** BEGIN Selected extract **
From the Houston Texas CAI chapter Executive Director,

Without HOAs, common areas wouldn’t be kept up and people could paint their front doors scarlet, park boats on their lawns, put up countless yard signs, keep any number of pets and have six-foot-tall topiary rabbits in their front yards, destroying the look and value of neighborhoods.

They are resorting to fear-mongering!

These supporters, including CAI, are saying that they do not trust their fellow Americans and concerned people must resort to authoritarian contracts and strict enforcement of the rules in order to have a healthy, desirable and joyful community. Can you believe that? Talk about breeding hostility and division among your neighbors. One false move, a report by any “kindly” neighbor, can bring down the wrath of the HOA enforcers.

The author reminds of events in Texas long forgotten or not known to the people, even in Texas, of the battles of Winonah Blevins (2002) and Geneva Kirk Brooks (2004), pioneers in the fight for homeowner rights. Before these cases, won by the homeowners, there was the outrageous Texas Supreme Court decision in Inwood v. Harris (1987) in which the Men in Black ignored the explicit wording of the Texas Constitution regarding foreclosure protections and permitted Inwood to foreclose on Harris. (A few years later, apparently in response to the growing outcry of the court’s shameful special interest decision, the legislature amended the constitution to validate the Harris decision.)
** END Selected extract **
** BEGIN Data extract **
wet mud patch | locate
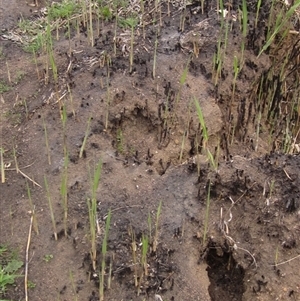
** END Data extract **
* Required task 1: Quote the HOA commentary, everything from "These supporters, including" down to "the HOA enforcers.".
* Required task 2: Give a two-sentence summary of the HOA commentary.

* Correct result 1:
These supporters, including CAI, are saying that they do not trust their fellow Americans and concerned people must resort to authoritarian contracts and strict enforcement of the rules in order to have a healthy, desirable and joyful community. Can you believe that? Talk about breeding hostility and division among your neighbors. One false move, a report by any “kindly” neighbor, can bring down the wrath of the HOA enforcers.

* Correct result 2: The HOA commentary quotes the Executive Director of the Houston Texas CAI chapter, who claims that without HOAs people would do things like paint doors scarlet and park boats on lawns, destroying the look and value of neighborhoods, and it replies that such supporters are resorting to fear-mongering that breeds hostility and division among neighbors. It also recalls the Texas homeowner-rights battles of Winonah Blevins (2002) and Geneva Kirk Brooks (2004), and the earlier Texas Supreme Court decision in Inwood v. Harris (1987), which permitted foreclosure despite the Texas Constitution's explicit wording and which the legislature later validated by amending the constitution.